▶ _Task details_:
Update the records from the line holding "lapel. For each occurrence, report its box." through the line holding "[254,0,293,61]", inclusive, so that "wooden bench" becomes "wooden pew" and nothing else changes. Return only those lines.
⟨
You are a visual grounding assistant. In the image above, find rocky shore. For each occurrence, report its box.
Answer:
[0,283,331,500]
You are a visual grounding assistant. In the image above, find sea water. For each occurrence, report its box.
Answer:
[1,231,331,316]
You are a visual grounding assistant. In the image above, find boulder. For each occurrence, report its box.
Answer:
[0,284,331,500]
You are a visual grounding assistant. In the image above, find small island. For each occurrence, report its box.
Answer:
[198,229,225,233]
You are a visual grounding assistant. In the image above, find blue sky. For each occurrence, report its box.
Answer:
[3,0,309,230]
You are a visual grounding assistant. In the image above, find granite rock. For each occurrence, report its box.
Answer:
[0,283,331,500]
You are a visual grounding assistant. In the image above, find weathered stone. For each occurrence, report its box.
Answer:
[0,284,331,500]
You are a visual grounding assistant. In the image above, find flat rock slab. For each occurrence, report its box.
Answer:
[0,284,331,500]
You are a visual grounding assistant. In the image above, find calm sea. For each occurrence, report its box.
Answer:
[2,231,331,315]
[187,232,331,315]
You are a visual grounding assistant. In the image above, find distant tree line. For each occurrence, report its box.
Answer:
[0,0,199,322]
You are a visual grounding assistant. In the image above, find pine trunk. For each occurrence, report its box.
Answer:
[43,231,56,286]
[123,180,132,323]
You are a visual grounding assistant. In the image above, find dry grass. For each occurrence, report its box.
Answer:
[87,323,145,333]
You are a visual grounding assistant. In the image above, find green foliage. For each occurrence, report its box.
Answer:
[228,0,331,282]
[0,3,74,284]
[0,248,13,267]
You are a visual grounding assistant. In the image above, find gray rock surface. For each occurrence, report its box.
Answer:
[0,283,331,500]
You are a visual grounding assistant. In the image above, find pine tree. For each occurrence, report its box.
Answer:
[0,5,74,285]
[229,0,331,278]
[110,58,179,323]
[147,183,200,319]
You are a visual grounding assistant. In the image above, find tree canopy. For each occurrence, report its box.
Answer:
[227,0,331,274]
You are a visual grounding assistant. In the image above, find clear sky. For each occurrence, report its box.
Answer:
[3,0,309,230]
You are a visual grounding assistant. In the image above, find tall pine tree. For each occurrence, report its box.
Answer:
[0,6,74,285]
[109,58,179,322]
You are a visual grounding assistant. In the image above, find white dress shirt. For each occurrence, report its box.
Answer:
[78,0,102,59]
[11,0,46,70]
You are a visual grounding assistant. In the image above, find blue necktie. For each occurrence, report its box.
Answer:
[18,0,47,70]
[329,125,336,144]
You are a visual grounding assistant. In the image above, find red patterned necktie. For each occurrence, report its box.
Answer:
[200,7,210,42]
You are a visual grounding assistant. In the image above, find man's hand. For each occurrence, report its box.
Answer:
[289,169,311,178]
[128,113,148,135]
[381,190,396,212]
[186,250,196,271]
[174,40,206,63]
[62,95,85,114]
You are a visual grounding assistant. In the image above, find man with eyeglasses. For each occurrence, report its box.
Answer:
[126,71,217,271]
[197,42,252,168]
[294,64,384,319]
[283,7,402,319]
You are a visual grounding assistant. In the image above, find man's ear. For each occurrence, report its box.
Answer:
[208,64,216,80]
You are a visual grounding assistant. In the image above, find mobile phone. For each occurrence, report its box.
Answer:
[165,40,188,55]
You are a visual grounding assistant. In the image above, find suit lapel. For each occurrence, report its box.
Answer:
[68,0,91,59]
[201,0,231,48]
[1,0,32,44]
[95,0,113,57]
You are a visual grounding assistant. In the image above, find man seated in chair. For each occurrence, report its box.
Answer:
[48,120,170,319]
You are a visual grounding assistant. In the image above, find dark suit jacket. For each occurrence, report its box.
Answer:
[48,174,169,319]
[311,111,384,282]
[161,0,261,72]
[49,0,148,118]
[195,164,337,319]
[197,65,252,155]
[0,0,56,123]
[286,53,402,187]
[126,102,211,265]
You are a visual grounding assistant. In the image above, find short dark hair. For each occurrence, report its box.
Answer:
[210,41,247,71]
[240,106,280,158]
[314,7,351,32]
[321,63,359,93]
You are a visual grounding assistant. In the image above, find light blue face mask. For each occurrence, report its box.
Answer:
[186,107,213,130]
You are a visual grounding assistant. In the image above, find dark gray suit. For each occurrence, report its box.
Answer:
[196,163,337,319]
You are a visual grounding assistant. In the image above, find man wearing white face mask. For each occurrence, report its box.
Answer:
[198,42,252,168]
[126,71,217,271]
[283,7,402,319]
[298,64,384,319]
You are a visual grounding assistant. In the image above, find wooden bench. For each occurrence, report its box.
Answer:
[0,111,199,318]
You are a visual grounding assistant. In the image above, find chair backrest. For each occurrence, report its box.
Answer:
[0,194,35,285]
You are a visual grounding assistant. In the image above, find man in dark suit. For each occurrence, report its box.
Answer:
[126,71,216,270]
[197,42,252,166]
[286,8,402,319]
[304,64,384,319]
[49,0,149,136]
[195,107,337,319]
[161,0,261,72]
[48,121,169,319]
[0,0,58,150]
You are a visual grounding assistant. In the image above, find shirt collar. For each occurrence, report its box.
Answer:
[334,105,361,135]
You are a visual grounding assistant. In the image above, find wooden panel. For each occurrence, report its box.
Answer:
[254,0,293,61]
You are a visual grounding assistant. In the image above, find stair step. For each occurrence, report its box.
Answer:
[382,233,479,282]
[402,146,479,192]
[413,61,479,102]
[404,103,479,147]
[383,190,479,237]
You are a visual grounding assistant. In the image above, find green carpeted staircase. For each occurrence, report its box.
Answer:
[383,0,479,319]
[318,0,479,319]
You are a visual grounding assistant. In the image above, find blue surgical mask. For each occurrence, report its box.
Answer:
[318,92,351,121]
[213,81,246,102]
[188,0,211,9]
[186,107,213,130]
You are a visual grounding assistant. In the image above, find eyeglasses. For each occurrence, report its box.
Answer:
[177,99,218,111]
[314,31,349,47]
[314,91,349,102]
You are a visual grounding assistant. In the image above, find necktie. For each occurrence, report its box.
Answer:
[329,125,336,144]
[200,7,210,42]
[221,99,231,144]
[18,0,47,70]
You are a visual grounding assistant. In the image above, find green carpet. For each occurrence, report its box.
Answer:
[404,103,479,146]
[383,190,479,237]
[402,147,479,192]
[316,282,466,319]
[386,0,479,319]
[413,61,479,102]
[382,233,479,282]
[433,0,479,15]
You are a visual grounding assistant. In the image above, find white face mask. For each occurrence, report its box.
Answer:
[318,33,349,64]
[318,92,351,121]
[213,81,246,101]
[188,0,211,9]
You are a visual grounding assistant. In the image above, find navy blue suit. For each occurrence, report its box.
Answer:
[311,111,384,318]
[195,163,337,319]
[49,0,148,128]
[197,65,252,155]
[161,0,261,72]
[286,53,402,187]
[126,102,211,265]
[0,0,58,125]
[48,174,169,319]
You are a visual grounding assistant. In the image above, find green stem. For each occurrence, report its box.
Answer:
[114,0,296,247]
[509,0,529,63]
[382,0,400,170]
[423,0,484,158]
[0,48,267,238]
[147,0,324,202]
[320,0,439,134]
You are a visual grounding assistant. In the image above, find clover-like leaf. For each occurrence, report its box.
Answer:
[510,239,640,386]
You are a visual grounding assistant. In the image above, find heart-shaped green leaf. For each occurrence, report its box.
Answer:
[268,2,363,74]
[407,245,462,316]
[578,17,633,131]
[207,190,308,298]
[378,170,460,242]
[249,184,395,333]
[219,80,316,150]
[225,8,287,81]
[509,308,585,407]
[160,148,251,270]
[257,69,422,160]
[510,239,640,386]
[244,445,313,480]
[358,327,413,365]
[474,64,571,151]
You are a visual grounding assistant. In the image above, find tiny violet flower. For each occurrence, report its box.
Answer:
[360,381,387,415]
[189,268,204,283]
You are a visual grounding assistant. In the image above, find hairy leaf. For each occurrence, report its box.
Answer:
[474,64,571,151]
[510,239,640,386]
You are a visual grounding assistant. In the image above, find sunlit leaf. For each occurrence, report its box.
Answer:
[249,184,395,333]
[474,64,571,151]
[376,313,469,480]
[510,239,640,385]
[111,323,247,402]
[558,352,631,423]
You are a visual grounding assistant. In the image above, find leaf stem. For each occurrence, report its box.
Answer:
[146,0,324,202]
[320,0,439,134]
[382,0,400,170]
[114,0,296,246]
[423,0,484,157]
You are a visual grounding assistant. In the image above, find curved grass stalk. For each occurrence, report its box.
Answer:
⟩
▶ _The result_:
You are a visual grounding assistant. In the image above, find suit lapel. For each occurrence, report its box.
Answer:
[68,0,91,59]
[201,0,231,48]
[1,0,32,44]
[95,0,113,57]
You are a visual grounding assistant. In the image above, find man seated in chair. For each occurrence, report its box.
Answer:
[48,120,170,319]
You are a visual grounding assistant. In the image above, find dark suit jacket. For each occurrence, report its box.
Answer:
[48,174,169,319]
[311,111,384,282]
[161,0,261,72]
[49,0,148,118]
[195,164,337,319]
[197,65,252,155]
[0,0,56,123]
[286,53,402,187]
[126,102,211,265]
You are a visual grounding assistant. In the image above, find short dark hair. For each occurrence, report its box.
Answer:
[210,41,247,71]
[240,106,280,158]
[314,7,351,32]
[321,63,359,93]
You are a visual grounding assistant. In the image above, find light blue face mask. For each occurrence, report its box.
Answer:
[186,107,213,130]
You are a visual grounding assistant. In the image above, find dark gray suit. For each occurrence, report its box.
Answer:
[196,163,337,319]
You are a visual grounding assistant. In the image above, find man wearing white face mask. For each occurrence, report its box.
Answer:
[198,42,252,168]
[126,71,217,271]
[283,7,402,319]
[298,64,384,319]
You are a visual grounding assistant. In the image above, find wooden pew. For each occurrence, report its box.
Answer:
[0,111,199,318]
You are a visual grounding assistant. In the image above, find chair backrest. For each occurrence, report its box.
Answer:
[0,194,35,285]
You are a visual grounding assistant. In the image above, find man in dark suit. For each occurrence, report its box.
Answer:
[126,71,216,270]
[197,42,252,166]
[286,8,402,319]
[304,64,384,319]
[49,0,149,136]
[195,107,337,319]
[161,0,261,72]
[48,121,169,319]
[0,0,58,150]
You are a visual grounding assistant. In the image above, find shirt collar. For each occurrence, report its box.
Answer:
[334,105,361,135]
You are a visual grounding assistant. In the image above, find wooden panel. For each occurrence, report its box.
Answer:
[254,0,293,61]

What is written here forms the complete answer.